EXCERPTED TEXT:

┌────────

# Haven 12/14/2012



## Gene Plantz

Haven was not on tonight. There was a Eureka Christmas episode (apparently from Xmas 2011). The Tivo guide shows Haven AND the SYFY.COM website shows Haven.

So, now you must keep watch for when the missing episode is really on and manually record it.


----------



## justen_m

Gene Plantz said:


> Haven was not on tonight. There was a Eureka Christmas episode (apparently from Xmas 2011). The Tivo guide shows Haven AND the SYFY.COM website shows Haven.
> 
> So, now you must keep watch for when the missing episode is really on and manually record it.


Tonight's ep, 312, is titled Reunion... Looking at the upcoming airings of Haven, it looks like Reunion is scheduled to air again on Dec 20, 5pm MST for my provider (looks like SyFy is airing 12 episodes (301-312) in a row, starting at 6am, on 12/20).

└────────

Reproduce word for word the stretch of the Haven forum thread above that begins with "Tonight's ep, 312, is" and ends with "6am, on 12/20).".

INPUT DATA:
┌────────

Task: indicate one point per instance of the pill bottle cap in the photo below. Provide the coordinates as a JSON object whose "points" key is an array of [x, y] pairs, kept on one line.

└────────

ANSWER AREA:
Tonight's ep, 312, is titled Reunion... Looking at the upcoming airings of Haven, it looks like Reunion is scheduled to air again on Dec 20, 5pm MST for my provider (looks like SyFy is airing 12 episodes (301-312) in a row, starting at 6am, on 12/20).